▶ _What you have to do_
What follows is a block of records; reproduce all of it verbatim.

▶ _Material provided_
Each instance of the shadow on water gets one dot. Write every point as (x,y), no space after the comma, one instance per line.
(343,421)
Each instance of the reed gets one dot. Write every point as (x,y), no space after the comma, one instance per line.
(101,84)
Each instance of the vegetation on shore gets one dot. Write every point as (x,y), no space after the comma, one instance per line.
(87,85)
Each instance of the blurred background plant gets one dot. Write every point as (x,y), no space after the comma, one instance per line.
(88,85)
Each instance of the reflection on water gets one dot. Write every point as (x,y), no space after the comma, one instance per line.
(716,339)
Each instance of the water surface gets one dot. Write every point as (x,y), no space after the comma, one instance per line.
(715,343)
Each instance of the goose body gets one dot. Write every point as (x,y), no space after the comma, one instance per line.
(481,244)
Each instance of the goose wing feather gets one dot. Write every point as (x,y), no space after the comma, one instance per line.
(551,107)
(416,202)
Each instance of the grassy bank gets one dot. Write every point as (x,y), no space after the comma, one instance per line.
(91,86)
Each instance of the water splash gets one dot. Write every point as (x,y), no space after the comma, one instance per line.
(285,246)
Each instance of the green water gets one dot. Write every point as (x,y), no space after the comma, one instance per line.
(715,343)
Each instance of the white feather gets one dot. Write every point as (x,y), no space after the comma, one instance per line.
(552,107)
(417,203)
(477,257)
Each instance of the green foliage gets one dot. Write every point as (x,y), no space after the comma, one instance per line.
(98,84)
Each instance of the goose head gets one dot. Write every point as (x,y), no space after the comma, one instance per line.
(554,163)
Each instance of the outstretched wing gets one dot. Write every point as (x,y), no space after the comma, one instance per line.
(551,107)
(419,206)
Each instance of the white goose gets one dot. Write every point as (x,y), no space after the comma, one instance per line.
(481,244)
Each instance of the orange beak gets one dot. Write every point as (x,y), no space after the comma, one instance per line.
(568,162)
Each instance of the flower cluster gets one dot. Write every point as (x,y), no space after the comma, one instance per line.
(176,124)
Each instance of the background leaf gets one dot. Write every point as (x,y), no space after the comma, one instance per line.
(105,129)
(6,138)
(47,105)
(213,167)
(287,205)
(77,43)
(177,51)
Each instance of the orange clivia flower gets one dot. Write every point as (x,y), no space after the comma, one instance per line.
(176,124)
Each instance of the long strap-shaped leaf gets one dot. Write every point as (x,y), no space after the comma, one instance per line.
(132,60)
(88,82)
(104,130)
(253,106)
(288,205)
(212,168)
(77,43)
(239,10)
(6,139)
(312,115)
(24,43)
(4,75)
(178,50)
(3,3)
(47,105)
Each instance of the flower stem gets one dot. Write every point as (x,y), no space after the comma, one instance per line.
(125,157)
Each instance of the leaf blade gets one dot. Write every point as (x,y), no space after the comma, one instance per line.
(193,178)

▶ _Reply_
Each instance of the shadow on water gets one dot. Write every point as (x,y), no space after the comma, one instance per line.
(343,421)
Each instance of the reed gets one dot. Write every point as (x,y), no space after the comma, one instance per line.
(101,84)
Each instance of the vegetation on shore gets one dot. Write every point as (x,y), no space after the comma, one instance per line.
(87,85)
Each instance of the blurred background plant gets one dot. Write every point as (x,y), no space after the comma, one instance per line.
(88,85)
Each instance of the reflection on water gets one dot. Write every point as (x,y), no space after the comma, one instance per line.
(716,339)
Each instance of the water surface gets one dot. Write every point as (x,y), no space after the comma, one instance per line.
(715,343)
Each instance of the goose body gets one dot. Write every point as (x,y), no space after the comma, one instance per line.
(481,244)
Each instance of the goose wing feather gets one dot. Write every point as (x,y), no space after the comma, one instance per line.
(551,107)
(416,202)
Each instance of the grassy bank gets one dot. Write every point as (x,y), no space after the comma, one instance per line.
(91,86)
Each instance of the water splash gets one dot. Write every point as (x,y), no space after the comma, one instance per line.
(285,246)
Each instance of the green water gets one dot. Write every point as (x,y), no space after the comma, one instance per line.
(715,343)
Each instance of the white feather gets one dot. Write every point as (x,y), no space after the comma, one instance per line.
(552,107)
(417,203)
(477,257)
Each instance of the green foliage gets one dot. Write every point as (x,y), no space after the comma, one instance per line.
(98,84)
Each instance of the goose head gets one dot. Write every point as (x,y), no space after the comma, one instance per line.
(554,163)
Each instance of the outstretched wing gets one dot. Write every point as (x,y), no space after the comma, one instance per line.
(551,107)
(419,206)
Each instance of the white goose gets one dot. Write every point as (x,y), no space after the comma, one instance per line.
(481,244)
Each instance of the orange beak gets one dot. Write every point as (x,y), no space after the comma, one instance per line.
(568,162)
Each instance of the flower cluster gets one dot. Write every point as (x,y), no space after the comma, one instance per line.
(176,124)
Each instance of the background leaf gets one dot. Write every point as (x,y), no space after the comma, one instance per line.
(105,129)
(6,138)
(47,105)
(213,167)
(287,205)
(77,43)
(177,51)
Each instance of the orange clivia flower gets one dot. Write every point as (x,y), no space after the comma, one instance per line.
(176,124)
Each instance of the long strap-shaped leaf gets one dot. Write every point as (x,y), no space after the comma, one instance per line.
(132,60)
(88,82)
(104,130)
(253,106)
(288,205)
(212,168)
(77,43)
(239,10)
(6,139)
(312,115)
(24,43)
(4,75)
(178,50)
(3,3)
(47,105)
Each instance of the flower stem gets one dot. Write every point as (x,y), no space after the comma, one instance per line.
(125,157)
Each instance of the leaf blade gets one dot. Write every point as (x,y), no space after the comma, one instance per line.
(193,178)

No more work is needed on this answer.